## start
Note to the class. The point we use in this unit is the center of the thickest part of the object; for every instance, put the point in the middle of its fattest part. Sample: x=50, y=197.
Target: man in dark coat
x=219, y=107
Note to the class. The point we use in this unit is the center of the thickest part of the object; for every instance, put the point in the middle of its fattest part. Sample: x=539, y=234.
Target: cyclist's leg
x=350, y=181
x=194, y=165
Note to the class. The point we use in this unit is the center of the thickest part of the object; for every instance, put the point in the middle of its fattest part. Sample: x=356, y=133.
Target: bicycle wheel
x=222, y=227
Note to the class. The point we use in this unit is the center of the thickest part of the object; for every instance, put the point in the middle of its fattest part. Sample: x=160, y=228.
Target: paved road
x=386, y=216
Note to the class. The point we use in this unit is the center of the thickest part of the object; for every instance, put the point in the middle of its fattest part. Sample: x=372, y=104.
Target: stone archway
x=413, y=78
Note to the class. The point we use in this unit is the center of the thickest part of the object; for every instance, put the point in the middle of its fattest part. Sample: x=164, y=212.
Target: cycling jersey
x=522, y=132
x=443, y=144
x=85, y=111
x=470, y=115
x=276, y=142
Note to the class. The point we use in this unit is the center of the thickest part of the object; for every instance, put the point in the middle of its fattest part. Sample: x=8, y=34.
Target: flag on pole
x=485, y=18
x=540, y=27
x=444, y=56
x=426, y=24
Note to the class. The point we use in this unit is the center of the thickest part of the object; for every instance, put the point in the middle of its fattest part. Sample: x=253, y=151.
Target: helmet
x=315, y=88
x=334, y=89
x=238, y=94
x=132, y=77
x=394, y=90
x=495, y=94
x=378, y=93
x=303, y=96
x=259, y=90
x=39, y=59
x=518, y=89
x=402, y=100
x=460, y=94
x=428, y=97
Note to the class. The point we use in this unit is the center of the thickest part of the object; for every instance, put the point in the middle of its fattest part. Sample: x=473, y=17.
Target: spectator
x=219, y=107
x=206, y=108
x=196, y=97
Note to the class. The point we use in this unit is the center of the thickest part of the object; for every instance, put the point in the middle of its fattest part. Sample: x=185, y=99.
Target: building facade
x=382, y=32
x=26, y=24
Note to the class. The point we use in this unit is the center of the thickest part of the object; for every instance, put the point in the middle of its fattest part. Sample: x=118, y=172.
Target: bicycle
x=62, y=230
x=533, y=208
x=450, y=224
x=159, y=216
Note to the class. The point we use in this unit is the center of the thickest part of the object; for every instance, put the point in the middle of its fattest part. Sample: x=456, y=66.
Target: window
## end
**Instructions for the task:**
Copy out all of the records above, swapping every "Target" for "Label" and leaving the rest unchanged.

**Solution to this task:**
Note to the class. The point we use in this unit is the center of the thickest part of the object; for every instance, put the point in the middle of its fattest part. Sample: x=50, y=197.
Label: man in dark coat
x=219, y=107
Note to the class. The point we use in this unit is the center of the thickest part of the object; for every instance, put the point in the middle of its fattest part. Sample: x=539, y=234.
Label: cyclist's leg
x=350, y=181
x=194, y=165
Note to the class. The point we use in this unit is the center of the thickest part of the object; for every instance, put the point in the middle of its fattest part. Sample: x=356, y=133.
Label: bicycle wheel
x=222, y=227
Note to the class. The point we use in this unit is the center of the thickest part of the object; for every instance, put the point in the middle of its fattest part. Sample: x=160, y=228.
Label: paved road
x=386, y=216
Note to the class. The point we use in this unit is the center of the thickest part of the object; for every instance, put the point in the middle of its fattest part. Sample: x=372, y=104.
Label: stone archway
x=413, y=78
Note to the class. The point we use in this unit is the center of the thickest part of the object; for every instance, put the point in the middle of its fattest part. Sample: x=164, y=212.
Label: cycling jersey
x=522, y=132
x=443, y=144
x=85, y=111
x=470, y=115
x=276, y=142
Note to the class. The point we use in this unit is the center of the thickest part of the object; for every instance, put the point in the middle of its fattest part. Sample: x=8, y=34.
Label: flag on pole
x=485, y=18
x=540, y=27
x=444, y=56
x=426, y=24
Note to the class. The point we use in this unit is the center of the thickest part of the object; for every instance, put the point in the middle of its fattest part. Sample: x=253, y=151.
Label: helmet
x=315, y=88
x=334, y=89
x=238, y=94
x=132, y=77
x=394, y=90
x=495, y=94
x=378, y=93
x=303, y=96
x=259, y=90
x=39, y=59
x=518, y=89
x=402, y=100
x=460, y=94
x=428, y=97
Note to the class. The point we use in this unit is the center of the thickest part of the object; for every instance, put the point in the middle of its fattest part. Sample: x=473, y=17.
Label: spectator
x=219, y=107
x=206, y=108
x=196, y=97
Note to the class. The point we use in this unit is the center of the thickest part of the object; for every instance, put the point in the middle of its fattest part. Sample: x=185, y=99.
Label: building facade
x=382, y=32
x=26, y=24
Note to the class. The point we use in this unit is the center of the thickest part of the object; for every instance, put the point in the middle of its fattest part. Sample: x=118, y=172.
Label: bicycle
x=62, y=230
x=533, y=208
x=450, y=224
x=159, y=216
Note to the class. The point we use in this unit is the center of the thickest part of the object; for every instance, put the point in the middle of its fattest part. Sample: x=456, y=66.
Label: window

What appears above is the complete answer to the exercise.